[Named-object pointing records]
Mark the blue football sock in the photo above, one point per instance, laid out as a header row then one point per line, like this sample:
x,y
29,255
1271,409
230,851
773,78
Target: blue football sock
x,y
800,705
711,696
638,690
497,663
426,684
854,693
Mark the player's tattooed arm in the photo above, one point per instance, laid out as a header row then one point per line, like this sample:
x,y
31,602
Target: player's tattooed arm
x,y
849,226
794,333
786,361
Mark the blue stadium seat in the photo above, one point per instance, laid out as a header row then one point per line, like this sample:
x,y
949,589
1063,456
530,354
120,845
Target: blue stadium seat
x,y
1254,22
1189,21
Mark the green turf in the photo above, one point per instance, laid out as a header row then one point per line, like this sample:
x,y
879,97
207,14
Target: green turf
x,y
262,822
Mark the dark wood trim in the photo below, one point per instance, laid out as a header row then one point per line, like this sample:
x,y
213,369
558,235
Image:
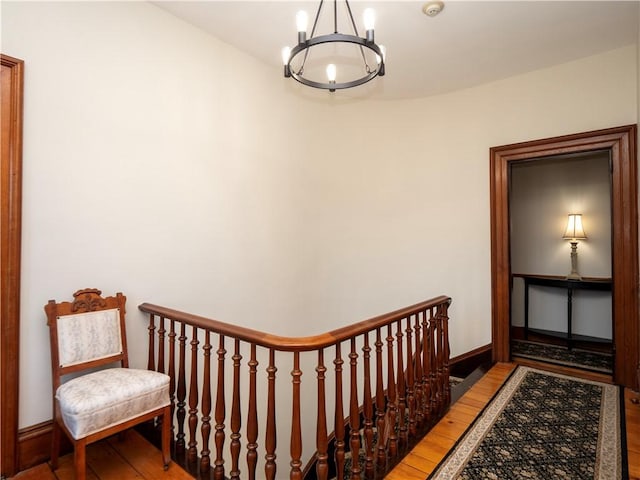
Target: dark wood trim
x,y
10,232
620,142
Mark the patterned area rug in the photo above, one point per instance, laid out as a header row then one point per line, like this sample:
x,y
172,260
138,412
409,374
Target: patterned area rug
x,y
543,426
587,360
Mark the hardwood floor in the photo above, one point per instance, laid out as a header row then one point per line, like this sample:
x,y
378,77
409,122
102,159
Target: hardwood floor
x,y
424,458
134,457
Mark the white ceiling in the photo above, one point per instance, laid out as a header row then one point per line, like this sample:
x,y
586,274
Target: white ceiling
x,y
469,43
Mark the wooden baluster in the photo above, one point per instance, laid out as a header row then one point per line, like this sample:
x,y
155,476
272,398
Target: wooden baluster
x,y
218,470
205,456
426,367
446,352
252,417
172,370
182,391
367,410
236,420
296,428
270,439
411,405
402,405
161,332
433,376
381,457
392,406
192,452
417,375
339,416
354,415
322,440
152,345
160,366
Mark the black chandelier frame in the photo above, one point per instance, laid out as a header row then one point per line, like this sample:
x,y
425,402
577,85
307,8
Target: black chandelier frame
x,y
304,45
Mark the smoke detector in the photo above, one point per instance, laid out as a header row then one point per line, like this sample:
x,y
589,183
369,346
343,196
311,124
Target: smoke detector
x,y
431,9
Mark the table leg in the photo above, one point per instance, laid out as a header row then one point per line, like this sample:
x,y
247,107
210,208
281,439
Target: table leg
x,y
526,309
569,316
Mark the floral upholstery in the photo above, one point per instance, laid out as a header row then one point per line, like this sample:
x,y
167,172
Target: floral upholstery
x,y
88,336
96,401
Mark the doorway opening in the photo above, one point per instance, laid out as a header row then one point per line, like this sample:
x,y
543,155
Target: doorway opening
x,y
561,310
620,145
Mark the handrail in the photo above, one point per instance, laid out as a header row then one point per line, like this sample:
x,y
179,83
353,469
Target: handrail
x,y
380,384
291,344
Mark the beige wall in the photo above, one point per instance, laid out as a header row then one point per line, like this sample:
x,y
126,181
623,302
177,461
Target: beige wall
x,y
163,163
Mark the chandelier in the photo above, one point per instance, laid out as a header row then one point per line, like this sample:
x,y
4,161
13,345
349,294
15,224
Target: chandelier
x,y
347,59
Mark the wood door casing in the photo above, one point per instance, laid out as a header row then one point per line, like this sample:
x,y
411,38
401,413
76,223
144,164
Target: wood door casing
x,y
620,142
10,236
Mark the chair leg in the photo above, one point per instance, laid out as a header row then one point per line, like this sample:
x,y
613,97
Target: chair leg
x,y
80,459
166,437
55,444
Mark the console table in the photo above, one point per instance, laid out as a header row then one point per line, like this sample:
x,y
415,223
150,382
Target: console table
x,y
586,283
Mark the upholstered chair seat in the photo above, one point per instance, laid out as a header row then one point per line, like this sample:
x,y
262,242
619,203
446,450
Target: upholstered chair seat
x,y
95,393
103,399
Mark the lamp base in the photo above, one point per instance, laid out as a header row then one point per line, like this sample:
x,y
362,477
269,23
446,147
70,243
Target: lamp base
x,y
574,275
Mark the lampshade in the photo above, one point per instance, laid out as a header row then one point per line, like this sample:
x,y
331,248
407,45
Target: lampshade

#### Set exercise
Please lay out every line of the items above as a Markdown table with the columns "Row" and "Line," numbering each row and leaving out blank lines and the pictures.

#### Solved problem
| Row | Line |
|---|---|
| 1 | Mark the blue football sock in the photo above, one point per instance, laid out as a header row then one point per line, like this sample: |
| 2 | x,y |
| 3 | 29,255 |
| 4 | 1271,409 |
| 5 | 230,851 |
| 6 | 773,78 |
| 7 | Target: blue football sock |
| 8 | x,y |
| 9 | 800,705 |
| 10 | 711,696 |
| 11 | 638,690 |
| 12 | 497,663 |
| 13 | 426,684 |
| 14 | 854,693 |
| 15 | Mark the player's tattooed arm in the photo above, one point per instance, laid out as a header row then one point per line, like this sample: |
| 16 | x,y |
| 17 | 31,602 |
| 18 | Target: player's tattooed arm |
| 19 | x,y |
| 20 | 849,226 |
| 21 | 794,333 |
| 22 | 786,361 |
| 23 | Mark the blue stadium seat in the photo above, one point per instance, laid out as a header row then one point per line, like this sample: |
| 24 | x,y |
| 25 | 949,589 |
| 26 | 1063,456 |
| 27 | 530,354 |
| 28 | 120,845 |
| 29 | Target: blue stadium seat |
| 30 | x,y |
| 31 | 1254,22 |
| 32 | 1189,21 |
| 33 | Mark the green turf in the photo above, one point per instance, laid out as a header row then one point per line, like this sample: |
| 34 | x,y |
| 35 | 879,97 |
| 36 | 207,14 |
| 37 | Target: green turf |
| 38 | x,y |
| 39 | 262,822 |
| 40 | Mark the dark wood trim in the photo below, one point per instance, laid out as a header row then one point per line, like this sample: |
| 41 | x,y |
| 42 | 213,369 |
| 43 | 558,235 |
| 44 | Image: |
| 45 | Target: dark wood trim |
| 46 | x,y |
| 47 | 10,232 |
| 48 | 620,142 |
| 49 | Mark the patterned area rug in the photo above, one point per instance, laid out as a header row then one point per line, like this sample: |
| 50 | x,y |
| 51 | 172,260 |
| 52 | 138,412 |
| 53 | 409,374 |
| 54 | Target: patterned area rug |
| 55 | x,y |
| 56 | 543,426 |
| 57 | 587,360 |
| 58 | Mark the hardwood floor in the photo above, one point per instance, laid out as a header row then one point per line, like this sample: |
| 59 | x,y |
| 60 | 378,77 |
| 61 | 409,122 |
| 62 | 102,159 |
| 63 | Target: hardwood floor |
| 64 | x,y |
| 65 | 424,458 |
| 66 | 134,457 |
| 67 | Mark the white ceiling in the photo above, one point per instance, laid out as a header row then one point per line, like this sample: |
| 68 | x,y |
| 69 | 586,274 |
| 70 | Target: white ceiling |
| 71 | x,y |
| 72 | 469,43 |
| 73 | Mark the wooden baluster in the photo above, one point per instance, laid out as a header row then one point per line, like this sample: |
| 74 | x,y |
| 75 | 155,476 |
| 76 | 272,398 |
| 77 | Target: wooden baluster |
| 78 | x,y |
| 79 | 218,470 |
| 80 | 205,456 |
| 81 | 426,367 |
| 82 | 446,352 |
| 83 | 252,417 |
| 84 | 172,370 |
| 85 | 182,391 |
| 86 | 367,410 |
| 87 | 236,420 |
| 88 | 296,428 |
| 89 | 270,439 |
| 90 | 411,405 |
| 91 | 402,405 |
| 92 | 161,332 |
| 93 | 433,376 |
| 94 | 381,457 |
| 95 | 392,406 |
| 96 | 192,452 |
| 97 | 417,375 |
| 98 | 339,416 |
| 99 | 354,415 |
| 100 | 322,440 |
| 101 | 152,345 |
| 102 | 160,366 |
| 103 | Mark the black chandelier frame in the photo above, one point per instance, laid out as a header row then one point per line, like this sample: |
| 104 | x,y |
| 105 | 425,402 |
| 106 | 577,85 |
| 107 | 307,8 |
| 108 | Target: black chandelier frame |
| 109 | x,y |
| 110 | 304,45 |
| 111 | Mark the smoke detector in the photo above, one point per instance, laid out as a header row then one point per line, like this sample: |
| 112 | x,y |
| 113 | 589,183 |
| 114 | 369,346 |
| 115 | 343,196 |
| 116 | 311,124 |
| 117 | Target: smoke detector |
| 118 | x,y |
| 119 | 431,9 |
| 120 | Mark the table leg in the photo above, one point per instance, laid out as a header row then one point per line, like this sample: |
| 121 | x,y |
| 122 | 247,107 |
| 123 | 210,208 |
| 124 | 281,439 |
| 125 | Target: table leg |
| 126 | x,y |
| 127 | 526,309 |
| 128 | 569,316 |
| 129 | Mark the floral upholstery in the photo above, one point per instance, laid out as a header row then one point per line, like this sample: |
| 130 | x,y |
| 131 | 167,172 |
| 132 | Target: floral upholstery |
| 133 | x,y |
| 134 | 88,336 |
| 135 | 96,401 |
| 136 | Mark the doorway opening in the photo above, one point per instance, laid out as a header row then one point per line, like this sample: |
| 137 | x,y |
| 138 | 543,155 |
| 139 | Target: doorway opening |
| 140 | x,y |
| 141 | 561,310 |
| 142 | 620,145 |
| 143 | Mark the handrail in the photo above, one point per instance, laid out as a header row then one point per line, like this sample: |
| 144 | x,y |
| 145 | 179,83 |
| 146 | 353,469 |
| 147 | Target: handrail |
| 148 | x,y |
| 149 | 380,384 |
| 150 | 291,344 |
| 151 | Mark the beige wall in the photo above, one point per instance, laid out as a header row then one point per line, like this sample: |
| 152 | x,y |
| 153 | 126,181 |
| 154 | 623,302 |
| 155 | 177,461 |
| 156 | Target: beige wall |
| 157 | x,y |
| 158 | 163,163 |
| 159 | Mark the chandelier in the photo above, one point per instance, laid out as a header row then one point per line, like this sample: |
| 160 | x,y |
| 161 | 4,161 |
| 162 | 13,345 |
| 163 | 349,294 |
| 164 | 15,224 |
| 165 | Target: chandelier |
| 166 | x,y |
| 167 | 347,59 |
| 168 | Mark the wood door casing in the photo above, one point per instance, laid out as a header row then one point per line, like this sample: |
| 169 | x,y |
| 170 | 411,38 |
| 171 | 401,413 |
| 172 | 76,223 |
| 173 | 144,164 |
| 174 | Target: wood door casing |
| 175 | x,y |
| 176 | 620,142 |
| 177 | 10,236 |
| 178 | Mark the chair leg in the photo above, one point per instance, laid out as a header row then one point per line, like this sample: |
| 179 | x,y |
| 180 | 613,97 |
| 181 | Target: chair leg |
| 182 | x,y |
| 183 | 80,459 |
| 184 | 166,437 |
| 185 | 55,444 |
| 186 | Mark the console table in the photo above, one point per instance, laid out as a header row then one point per line, like this sample: |
| 187 | x,y |
| 188 | 415,223 |
| 189 | 150,382 |
| 190 | Target: console table |
| 191 | x,y |
| 192 | 586,283 |
| 193 | Mark the upholstered chair seat in the photo above, one point per instance, laid out as a header row then one point per line, like this sample: |
| 194 | x,y |
| 195 | 262,242 |
| 196 | 619,203 |
| 197 | 446,450 |
| 198 | Target: upholstered chair seat |
| 199 | x,y |
| 200 | 95,393 |
| 201 | 103,399 |
| 202 | Mark the lamp base in the photo above, one point per instance, laid out as a header row then one point per line, like this sample: |
| 203 | x,y |
| 204 | 362,477 |
| 205 | 269,23 |
| 206 | 446,147 |
| 207 | 70,243 |
| 208 | Target: lamp base |
| 209 | x,y |
| 210 | 574,275 |
| 211 | Mark the lampshade in the photo above, one point per instance, laid out as a header row then one point per line, like this sample: |
| 212 | x,y |
| 213 | 331,248 |
| 214 | 407,45 |
| 215 | Target: lampshade |